Dataset content:
-- Opening Marker --
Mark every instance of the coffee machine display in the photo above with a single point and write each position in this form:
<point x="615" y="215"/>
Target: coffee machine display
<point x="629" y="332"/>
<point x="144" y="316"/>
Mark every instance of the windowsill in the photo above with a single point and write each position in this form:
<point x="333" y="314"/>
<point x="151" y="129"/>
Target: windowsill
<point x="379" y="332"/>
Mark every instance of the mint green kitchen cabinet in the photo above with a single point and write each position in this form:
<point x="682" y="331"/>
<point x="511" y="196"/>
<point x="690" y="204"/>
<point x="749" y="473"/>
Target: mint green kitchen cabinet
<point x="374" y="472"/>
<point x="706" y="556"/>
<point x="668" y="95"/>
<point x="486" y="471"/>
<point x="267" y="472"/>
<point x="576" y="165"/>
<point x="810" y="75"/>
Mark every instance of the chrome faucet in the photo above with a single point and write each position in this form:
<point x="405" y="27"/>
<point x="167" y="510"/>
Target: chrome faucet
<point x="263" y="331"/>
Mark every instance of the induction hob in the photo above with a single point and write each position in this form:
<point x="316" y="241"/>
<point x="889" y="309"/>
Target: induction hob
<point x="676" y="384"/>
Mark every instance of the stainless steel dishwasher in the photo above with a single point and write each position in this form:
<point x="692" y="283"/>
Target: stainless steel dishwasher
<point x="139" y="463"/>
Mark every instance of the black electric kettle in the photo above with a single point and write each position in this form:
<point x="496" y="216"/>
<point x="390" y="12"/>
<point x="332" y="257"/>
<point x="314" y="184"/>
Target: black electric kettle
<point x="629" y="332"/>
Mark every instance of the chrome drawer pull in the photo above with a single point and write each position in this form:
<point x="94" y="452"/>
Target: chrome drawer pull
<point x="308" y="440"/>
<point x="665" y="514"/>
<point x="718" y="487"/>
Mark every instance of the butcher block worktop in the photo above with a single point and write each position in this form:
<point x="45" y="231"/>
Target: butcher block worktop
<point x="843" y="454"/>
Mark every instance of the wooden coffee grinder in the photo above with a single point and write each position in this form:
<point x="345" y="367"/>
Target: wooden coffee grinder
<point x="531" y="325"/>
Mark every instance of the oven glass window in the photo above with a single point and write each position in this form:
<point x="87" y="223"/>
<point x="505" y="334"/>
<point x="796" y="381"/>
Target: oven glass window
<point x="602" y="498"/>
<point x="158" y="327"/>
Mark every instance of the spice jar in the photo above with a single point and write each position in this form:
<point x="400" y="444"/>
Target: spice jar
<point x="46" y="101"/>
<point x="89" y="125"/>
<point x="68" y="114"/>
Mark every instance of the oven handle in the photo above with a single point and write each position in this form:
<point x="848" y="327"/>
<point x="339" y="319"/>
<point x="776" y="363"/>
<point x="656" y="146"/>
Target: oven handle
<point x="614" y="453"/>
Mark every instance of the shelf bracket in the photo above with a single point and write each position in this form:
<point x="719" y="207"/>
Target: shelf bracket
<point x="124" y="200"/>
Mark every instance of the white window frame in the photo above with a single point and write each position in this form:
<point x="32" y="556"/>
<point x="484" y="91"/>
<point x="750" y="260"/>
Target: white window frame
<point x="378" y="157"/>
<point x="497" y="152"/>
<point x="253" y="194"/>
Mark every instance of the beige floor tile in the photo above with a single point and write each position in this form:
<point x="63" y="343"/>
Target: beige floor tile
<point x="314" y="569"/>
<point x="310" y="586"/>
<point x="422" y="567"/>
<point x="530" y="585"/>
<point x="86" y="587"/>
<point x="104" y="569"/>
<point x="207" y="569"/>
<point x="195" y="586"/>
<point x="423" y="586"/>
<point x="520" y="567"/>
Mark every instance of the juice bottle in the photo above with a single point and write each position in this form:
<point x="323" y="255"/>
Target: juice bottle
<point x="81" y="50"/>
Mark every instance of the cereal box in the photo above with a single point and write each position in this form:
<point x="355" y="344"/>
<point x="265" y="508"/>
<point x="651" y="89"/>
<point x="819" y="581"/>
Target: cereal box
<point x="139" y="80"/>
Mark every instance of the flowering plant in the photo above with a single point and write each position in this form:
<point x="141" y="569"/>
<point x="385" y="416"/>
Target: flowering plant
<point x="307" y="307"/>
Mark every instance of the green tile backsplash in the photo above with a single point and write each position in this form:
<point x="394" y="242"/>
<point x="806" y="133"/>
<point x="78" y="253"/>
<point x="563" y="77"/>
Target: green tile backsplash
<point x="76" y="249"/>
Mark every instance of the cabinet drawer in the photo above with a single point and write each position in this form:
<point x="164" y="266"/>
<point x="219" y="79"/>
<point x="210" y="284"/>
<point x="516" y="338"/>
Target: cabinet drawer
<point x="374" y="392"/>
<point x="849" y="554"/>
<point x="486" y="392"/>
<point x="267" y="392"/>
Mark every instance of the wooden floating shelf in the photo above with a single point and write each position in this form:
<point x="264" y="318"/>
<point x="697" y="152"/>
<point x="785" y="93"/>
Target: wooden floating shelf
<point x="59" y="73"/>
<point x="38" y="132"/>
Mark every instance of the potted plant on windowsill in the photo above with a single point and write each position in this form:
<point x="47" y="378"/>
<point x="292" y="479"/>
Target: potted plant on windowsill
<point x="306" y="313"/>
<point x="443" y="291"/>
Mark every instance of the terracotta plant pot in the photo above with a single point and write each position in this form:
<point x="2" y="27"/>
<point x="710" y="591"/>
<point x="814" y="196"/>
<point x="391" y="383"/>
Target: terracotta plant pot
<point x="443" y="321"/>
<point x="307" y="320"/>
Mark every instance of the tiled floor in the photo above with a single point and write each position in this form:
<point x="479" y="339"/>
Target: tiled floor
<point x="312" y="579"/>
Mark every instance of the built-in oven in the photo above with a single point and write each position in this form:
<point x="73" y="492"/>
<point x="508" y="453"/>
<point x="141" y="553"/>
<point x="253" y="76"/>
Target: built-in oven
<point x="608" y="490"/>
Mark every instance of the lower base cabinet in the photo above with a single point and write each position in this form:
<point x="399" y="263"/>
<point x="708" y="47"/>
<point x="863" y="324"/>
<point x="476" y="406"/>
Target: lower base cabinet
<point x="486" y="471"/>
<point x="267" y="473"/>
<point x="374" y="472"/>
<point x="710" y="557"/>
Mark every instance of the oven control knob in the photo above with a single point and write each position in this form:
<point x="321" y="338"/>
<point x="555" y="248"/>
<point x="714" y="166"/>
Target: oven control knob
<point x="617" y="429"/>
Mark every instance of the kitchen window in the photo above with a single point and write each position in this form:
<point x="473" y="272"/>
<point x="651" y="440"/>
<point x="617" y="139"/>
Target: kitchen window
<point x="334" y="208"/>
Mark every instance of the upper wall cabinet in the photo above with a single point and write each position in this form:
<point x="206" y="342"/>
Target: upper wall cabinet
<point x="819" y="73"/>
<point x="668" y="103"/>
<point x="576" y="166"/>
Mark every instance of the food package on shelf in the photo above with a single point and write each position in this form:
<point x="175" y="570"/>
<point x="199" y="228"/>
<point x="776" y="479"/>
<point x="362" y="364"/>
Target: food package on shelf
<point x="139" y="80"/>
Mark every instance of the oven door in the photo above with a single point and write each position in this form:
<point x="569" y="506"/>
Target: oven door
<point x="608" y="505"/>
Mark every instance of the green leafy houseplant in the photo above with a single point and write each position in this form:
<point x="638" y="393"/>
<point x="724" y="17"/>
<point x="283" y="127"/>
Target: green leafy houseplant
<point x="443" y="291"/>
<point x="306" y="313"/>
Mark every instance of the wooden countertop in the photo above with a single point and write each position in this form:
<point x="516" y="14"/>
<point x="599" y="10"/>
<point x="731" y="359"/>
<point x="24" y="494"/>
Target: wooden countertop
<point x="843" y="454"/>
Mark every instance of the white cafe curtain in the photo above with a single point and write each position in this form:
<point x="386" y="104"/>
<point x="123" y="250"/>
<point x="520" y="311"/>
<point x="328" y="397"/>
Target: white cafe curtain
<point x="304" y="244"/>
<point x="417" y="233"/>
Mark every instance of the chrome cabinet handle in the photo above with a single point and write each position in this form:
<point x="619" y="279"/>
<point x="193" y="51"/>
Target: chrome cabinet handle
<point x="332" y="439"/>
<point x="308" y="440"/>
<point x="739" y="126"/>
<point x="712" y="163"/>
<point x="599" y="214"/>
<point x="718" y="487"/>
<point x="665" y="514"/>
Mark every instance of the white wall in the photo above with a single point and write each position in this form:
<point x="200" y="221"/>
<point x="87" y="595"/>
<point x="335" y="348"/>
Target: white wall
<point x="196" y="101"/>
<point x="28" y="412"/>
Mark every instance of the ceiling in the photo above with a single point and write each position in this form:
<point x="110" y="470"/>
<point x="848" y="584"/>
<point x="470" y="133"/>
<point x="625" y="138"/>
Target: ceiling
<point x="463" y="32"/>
-- Closing Marker --
Assignment:
Starting with the first line of the records above, give back each line exactly until the line with "Mark every instance of the black" has been given as well.

Expected output:
Mark every instance of the coffee machine display in the photo above with a single point and write each position in this form:
<point x="615" y="215"/>
Target: coffee machine display
<point x="629" y="332"/>
<point x="144" y="316"/>
Mark every instance of the windowsill in the photo above with a single point and write each position in this form:
<point x="333" y="314"/>
<point x="151" y="129"/>
Target: windowsill
<point x="379" y="332"/>
Mark every instance of the mint green kitchen cabinet in the photo above with a single point and write each position in this form:
<point x="682" y="331"/>
<point x="511" y="196"/>
<point x="690" y="204"/>
<point x="749" y="473"/>
Target: mint green kitchen cabinet
<point x="374" y="472"/>
<point x="706" y="556"/>
<point x="668" y="95"/>
<point x="486" y="471"/>
<point x="267" y="472"/>
<point x="576" y="165"/>
<point x="810" y="75"/>
Mark every instance of the chrome faucet in the photo above with a single point and write each position in this form:
<point x="405" y="27"/>
<point x="167" y="510"/>
Target: chrome faucet
<point x="263" y="331"/>
Mark every instance of the induction hob in the photo above with a single point and write each position in this form:
<point x="316" y="241"/>
<point x="889" y="309"/>
Target: induction hob
<point x="676" y="384"/>
Mark every instance of the stainless steel dishwasher in the photo above with a single point and write each position in this form:
<point x="692" y="283"/>
Target: stainless steel dishwasher
<point x="139" y="463"/>
Mark every instance of the black electric kettle in the photo above with a single point and write each position in this form:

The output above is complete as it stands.